* [Aufgabe]:
Ersetze im Lesetext „Arzt“ durch „Mediziner“ und gib den Abschnitt wieder, beginnend mit „Na, dass eine“ und weiter bis „sie woanders hingefahren?“.

* [Lesetext]:
::::::::::

Ich denke mir auch, es muss ja auch im Interesse der Männer gelegen sein, dass zumindest einmal eine Liberalisierung schon auch für die Männer gewisse Verpflichtungen wieder wegnimmt.

Brandstaller

Nein, da muss man natürlich bitte ehrlicherweise auch dazusagen, dass es – ab wann? – die Pille gab. 64, glaube ich?

Steiner

Es war unterschiedlich, in Wien ist sie relativ leicht verschrieben worden, in Tirol eine Zeit lang nur verheirateten Frauen. Die Geschichte mit Tirol interessiert mich noch, mit der Sendung mit der Bäuerin, die das vierte Kind nicht haben wollte. Was war da?

Brandstaller

Ich müsste nachschauen, wann das genau war, das könnten Sie sich dann im ORF bestellen. Ich habe leider nicht alle meine Sendungen zu Hause, aber man kann das ...

Steiner

Was war der große Skandal, dass die Frau gesagt hat ...

Brandstaller

Na, dass eine brave Tirolerin sagt, das vierte Kind will ich nicht mehr. Das war der Skandal, und sie hat ja, glaube ich, eben in Tirol keinen Arzt gefunden, der es macht. So genau hab ich das jetzt nicht mehr in Erinnerung.

Steiner

Und hat sie es dann gekriegt oder ist sie woanders hingefahren?

::::::::::

* [Gegebene Daten]:
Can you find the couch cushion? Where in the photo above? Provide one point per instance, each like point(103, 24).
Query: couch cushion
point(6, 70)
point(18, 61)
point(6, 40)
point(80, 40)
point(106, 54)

::::::::::

* [Antwort]:
Na, dass eine brave Tirolerin sagt, das vierte Kind will ich nicht mehr. Das war der Skandal, und sie hat ja, glaube ich, eben in Tirol keinen Mediziner gefunden, der es macht. So genau hab ich das jetzt nicht mehr in Erinnerung.

Steiner

Und hat sie es dann gekriegt oder ist sie woanders hingefahren?